* **INSTRUCTIONS**
- A) Name the three officials who spoke at the Berlin school on Jan. 29, according to the news article about the Stephen Decatur High School incidents, and give each one's title as the article states it.
- B) Carry the news article about the Stephen Decatur High School incidents forward, picking up right after its final paragraph.

(Feb. 6, 2015) School officials took a two-fold approach to a trio of incidents involving Stephen Decatur High School students last week, urging tolerance and respect from students and parents on one hand, while condemning what they saw as the inflammatory coverage by local media on the other.
Coordinator of Public Relations for Worcester County Schools Barbara Witherow, Stephen Decatur High School Principal Thomas Zimmer and Worcester County Superintendent of Schools Gerald Wilson spoke at the Berlin school on Thursday, Jan. 29, each carrying the same message: the incidents were unrelated, race is not an issue at Decatur, and the school is moving on.
Following a pair of fights and an incident on social media involving one or more students posting racially insensitive content, Witherow acknowledged, “in light of the recent events we know that there are parts of the system that did not work.”
“We teach our kids to resolve disputes peacefully, and we know that there were two fights,” Witherow said. “We also teach our children to use social media respectfully and we know that there were some hateful postings.”
The first altercation took place inside the school during dismissal on Wednesday, Jan. 21. On the following day, a half-day, at least two more Decatur students were involved in a fight after school hours at a nearby McDonald’s.
Witherow said she became aware of a racist post on Instagram allegedly involving Decatur students on Friday, Jan. 23.
According to Witherow, administrators at Decatur took immediate action after learning about each incident, dealing with it “head-on.”
“They identified the students, they interviewed the students, they communicated with the parents and they applied consequences,” Witherow said. “That part of the system did work.”
Witherow said administrators collaborated and sent a letter to parents on Jan. 28 in response to the incidents focusing, “about the responsibilities that we all have when there are disputes.”
The letter specifically addressed the role of the bystander.
“What that means [is] the person who is witnessing a fight, for example, or the person who is picking up the cellphone and filming the fight,” Witherow said. “We’re telling kids that behavior is not appropriate. The right behavior is to get help, get the right people involved, or if you see social media that is inappropriate to let people know right away. That’s the right message.”
A part of the system that did not work, Witherow said, was the coverage from a Salisbury newspaper, which published student photographs and videos of the two fights.
“While we’re telling our kids that they should be acting responsibly and getting help when there’s a situation, the Daily Times chose to post both videos on the website, and, in addition, in the paper this morning they published photographs of students, including a close-up picture of the victim,” Witherow said.
“I’ve been in communication for 30 years,” Witherow continued. “On a personal level, I find this despicable. On a professional level I’m deeply troubled by it. This is our community. These are our kids. We are trying to teach them so that they grow and become responsible, healthy, productive citizens. We do not exploit them for the purposes of sensationalism.”

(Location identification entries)
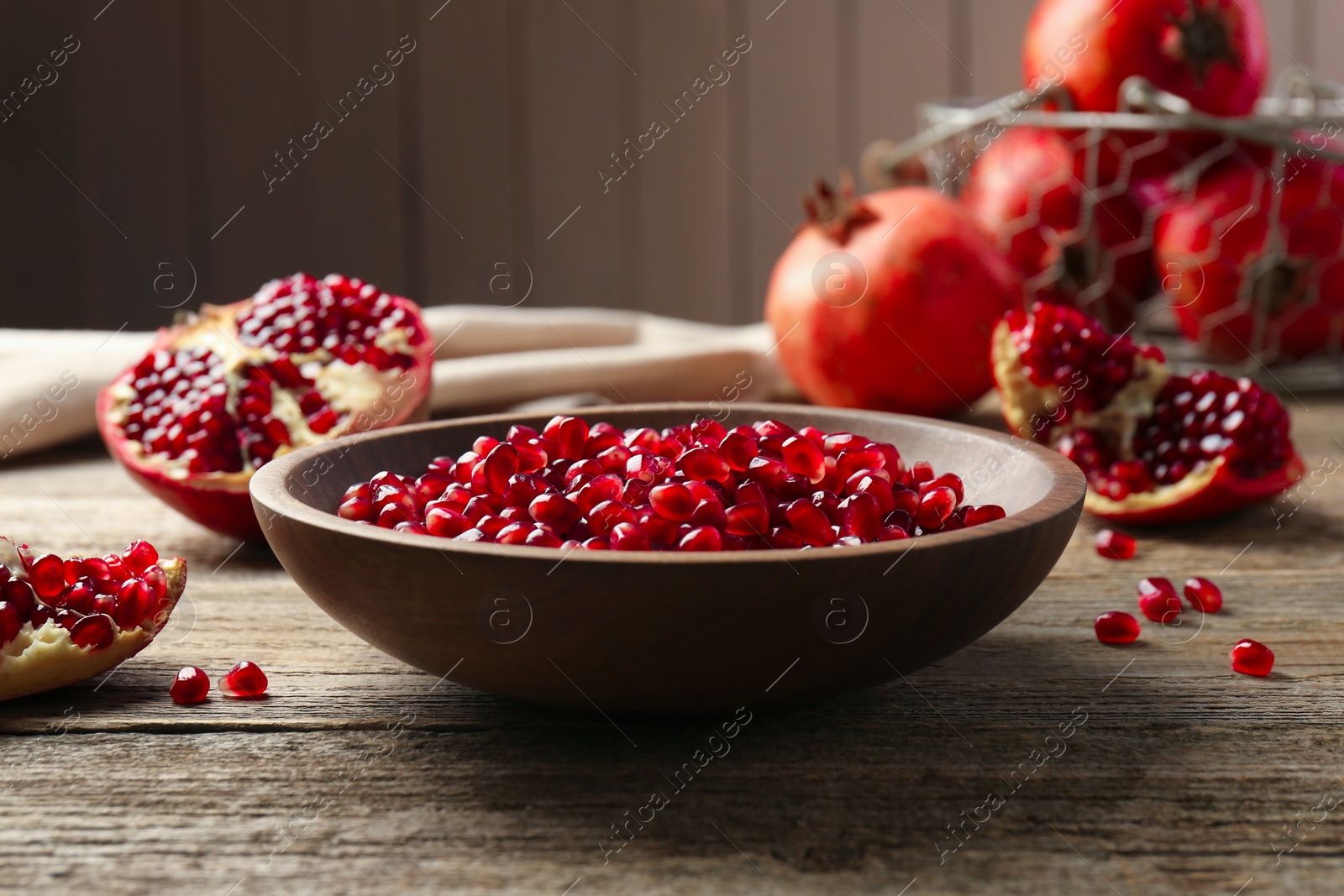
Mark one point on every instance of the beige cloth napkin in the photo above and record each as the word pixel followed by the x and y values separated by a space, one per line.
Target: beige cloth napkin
pixel 486 359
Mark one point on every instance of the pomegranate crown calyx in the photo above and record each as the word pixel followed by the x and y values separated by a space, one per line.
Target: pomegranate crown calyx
pixel 1200 39
pixel 837 211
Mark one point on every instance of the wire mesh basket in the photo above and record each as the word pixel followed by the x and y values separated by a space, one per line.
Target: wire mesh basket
pixel 1257 291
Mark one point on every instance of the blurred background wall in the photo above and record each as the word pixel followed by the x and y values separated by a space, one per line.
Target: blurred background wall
pixel 144 174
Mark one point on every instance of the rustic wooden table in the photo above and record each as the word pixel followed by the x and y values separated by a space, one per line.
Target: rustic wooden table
pixel 363 775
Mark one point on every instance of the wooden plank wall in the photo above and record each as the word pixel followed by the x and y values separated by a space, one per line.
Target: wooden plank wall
pixel 138 174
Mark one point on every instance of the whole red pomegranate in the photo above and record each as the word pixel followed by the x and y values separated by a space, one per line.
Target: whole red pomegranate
pixel 1211 53
pixel 1156 448
pixel 223 392
pixel 66 621
pixel 887 301
pixel 1072 244
pixel 1247 248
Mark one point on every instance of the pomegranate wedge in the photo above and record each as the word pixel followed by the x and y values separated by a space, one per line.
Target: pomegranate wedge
pixel 234 385
pixel 1156 448
pixel 66 621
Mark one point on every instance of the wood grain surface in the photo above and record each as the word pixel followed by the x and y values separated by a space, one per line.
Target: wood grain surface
pixel 360 775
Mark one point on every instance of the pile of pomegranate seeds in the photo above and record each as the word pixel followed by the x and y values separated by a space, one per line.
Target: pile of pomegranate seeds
pixel 685 488
pixel 245 680
pixel 93 598
pixel 1116 546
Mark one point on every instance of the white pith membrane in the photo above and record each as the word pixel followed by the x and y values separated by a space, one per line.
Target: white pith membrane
pixel 1028 409
pixel 349 390
pixel 45 658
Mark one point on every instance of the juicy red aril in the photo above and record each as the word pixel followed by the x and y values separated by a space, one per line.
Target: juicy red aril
pixel 1117 546
pixel 1203 595
pixel 948 479
pixel 702 539
pixel 672 501
pixel 1117 627
pixel 555 511
pixel 190 685
pixel 47 575
pixel 936 506
pixel 748 519
pixel 1252 658
pixel 569 434
pixel 139 557
pixel 738 450
pixel 244 680
pixel 629 537
pixel 706 464
pixel 803 457
pixel 94 631
pixel 1158 600
pixel 983 513
pixel 811 523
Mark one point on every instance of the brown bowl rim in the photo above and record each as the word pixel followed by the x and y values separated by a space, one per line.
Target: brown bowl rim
pixel 1068 488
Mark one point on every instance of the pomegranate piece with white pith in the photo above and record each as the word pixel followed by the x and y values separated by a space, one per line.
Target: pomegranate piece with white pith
pixel 685 488
pixel 64 621
pixel 1156 448
pixel 234 385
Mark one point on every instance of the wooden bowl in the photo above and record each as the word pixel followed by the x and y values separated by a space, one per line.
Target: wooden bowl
pixel 643 633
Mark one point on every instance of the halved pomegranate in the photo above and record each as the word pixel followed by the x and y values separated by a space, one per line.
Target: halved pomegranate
pixel 66 621
pixel 234 385
pixel 1156 448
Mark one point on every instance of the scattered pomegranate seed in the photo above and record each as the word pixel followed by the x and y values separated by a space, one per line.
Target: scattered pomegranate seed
pixel 1117 627
pixel 685 488
pixel 190 685
pixel 244 680
pixel 1158 600
pixel 1203 595
pixel 1116 546
pixel 1252 658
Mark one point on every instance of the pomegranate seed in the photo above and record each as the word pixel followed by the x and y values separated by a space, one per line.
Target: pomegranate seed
pixel 569 434
pixel 1203 595
pixel 555 511
pixel 132 605
pixel 190 685
pixel 1158 600
pixel 47 575
pixel 497 466
pixel 244 680
pixel 810 523
pixel 1116 546
pixel 860 516
pixel 672 501
pixel 983 513
pixel 948 479
pixel 1117 627
pixel 921 472
pixel 94 631
pixel 629 537
pixel 936 506
pixel 803 457
pixel 139 557
pixel 706 464
pixel 702 539
pixel 748 519
pixel 1252 658
pixel 738 449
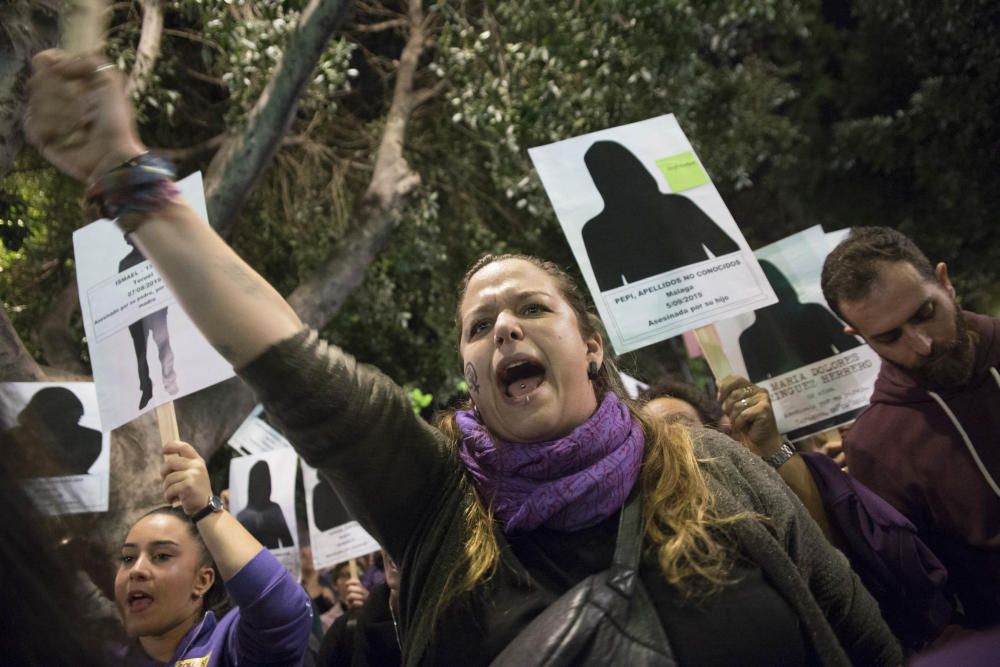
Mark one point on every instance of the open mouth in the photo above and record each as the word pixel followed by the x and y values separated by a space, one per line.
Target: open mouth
pixel 138 601
pixel 520 377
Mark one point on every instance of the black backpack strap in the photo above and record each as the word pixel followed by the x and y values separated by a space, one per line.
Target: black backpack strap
pixel 624 569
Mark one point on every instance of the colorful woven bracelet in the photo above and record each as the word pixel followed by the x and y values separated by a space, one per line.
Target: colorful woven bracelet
pixel 131 190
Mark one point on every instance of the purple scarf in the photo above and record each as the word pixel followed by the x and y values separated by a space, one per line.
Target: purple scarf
pixel 566 484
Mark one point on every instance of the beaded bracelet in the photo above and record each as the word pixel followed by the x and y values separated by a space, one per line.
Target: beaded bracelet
pixel 132 189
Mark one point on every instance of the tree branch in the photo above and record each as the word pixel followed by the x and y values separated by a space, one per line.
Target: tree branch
pixel 380 26
pixel 318 299
pixel 148 51
pixel 188 152
pixel 236 168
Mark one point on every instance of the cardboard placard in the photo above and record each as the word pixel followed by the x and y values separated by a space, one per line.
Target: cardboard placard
pixel 144 350
pixel 819 377
pixel 658 249
pixel 51 436
pixel 335 536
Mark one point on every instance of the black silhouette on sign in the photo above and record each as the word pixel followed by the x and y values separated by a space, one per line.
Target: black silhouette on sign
pixel 642 232
pixel 48 440
pixel 155 324
pixel 789 334
pixel 263 517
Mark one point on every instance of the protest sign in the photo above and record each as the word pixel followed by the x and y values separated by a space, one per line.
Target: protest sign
pixel 256 436
pixel 144 350
pixel 335 536
pixel 818 376
pixel 262 498
pixel 658 249
pixel 52 439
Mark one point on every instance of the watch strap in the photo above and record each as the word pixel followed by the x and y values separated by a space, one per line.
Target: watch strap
pixel 785 452
pixel 214 505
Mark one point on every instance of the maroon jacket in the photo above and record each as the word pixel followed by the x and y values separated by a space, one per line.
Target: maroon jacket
pixel 918 449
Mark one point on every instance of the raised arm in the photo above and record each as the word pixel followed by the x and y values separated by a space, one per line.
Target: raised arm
pixel 79 118
pixel 186 481
pixel 754 426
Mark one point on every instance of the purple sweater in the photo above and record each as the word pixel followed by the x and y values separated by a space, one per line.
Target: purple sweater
pixel 270 624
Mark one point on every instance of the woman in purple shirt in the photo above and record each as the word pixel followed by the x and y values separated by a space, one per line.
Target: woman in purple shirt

* **RESULTS IN ORDER**
- A)
- Barbara Witherow, Coordinator of Public Relations for Worcester County Schools
- Thomas Zimmer, Stephen Decatur High School Principal
- Gerald Wilson, Worcester County Superintendent of Schools

- B)
Witherow stressed that neither of the incidents were related and “were not generated by issues around race.” She also declined to disclose the exact cause of the two fights, citing privacy rights of students.
The racial elements on social media, according to Witherow, occurred “after the fact.”
Zimmer said he met with students from each grade level at Decatur on Tuesday, Jan. 27, discussing “what had taken place and what we can do as a school family to move on.”
“As a family sometimes there are disagreements, as in my own house, and you have to get along, you have to work them out,” he said. “We always don’t agree, but certainly the students here respect each other and we’re moving forward from there.”
Zimmer also discussed proper conduct on social media during the meetings with students.
“Back in my day, when kids fought they fought, and then people would talk about it,” he said. “Now when they fight, people want to videotape it and quickly send it out. I’d let the students know that if they’re going to be at a fight videotaping it, you’re going to be held accountable for doing that.”
As the media coverage focused on possible racial concerns at Decatur, Zimmer said student reaction was largely embarrassment.
“I have students who are bothered by the fact that the entire student body is being painted by the same brush,” he said. “A couple incidents occurred with small numbers of people and the student body is bothered by that. They feel like their reputation is being soiled. They feel like the community is now looking at all of them in a different light.”
Zimmer added that school officials contacted police following the incidents, leading to an increased police presence during dismissal. He was not aware if police filed any charges, but said the students involved in the fights were “issued consequences” by the school.
Wilson said the school was safe and praised the response by the administration.
“We have a great deal of confidence in the principal, the staff, and the students here and parents to pull together and learn from these experiences,” he said. “This school is in a good place right now.”
The results of an investigation by the Worcester County NAACP backed up the school’s findings. NAACP President Ivory Smith said the organization’s investigation into the incidents found no racial motivations behind the two fights.
“It was just a fight,” Smith said. “I talked to one of the kid’s father the other day and they’re upset about the situation, but they’re all back friends now, which is good. We’ve just got to move on from this.”
Smith called the incidents a misunderstanding and said no one from Decatur has approached his office to complain about issues of race at the school.
“If someone stepped forward, we would definitely investigate, but as of right now no one has filed a complaint,” he said. “Hopefully, we can come together. Let’s put black and white behind us and let’s move forward.
“Maybe this is a wakeup to adults,” Smith continued. “If some of the kids think this involved race, maybe the adults can teach these kids that there is no race – we’re all one color. If you get a cut and you bleed, we’re all bleeding red. We may be a different color on the outside, but on the inside we’re all still bleeding red. We may have different religions and different beliefs, but we’re all together as one American melting pot.”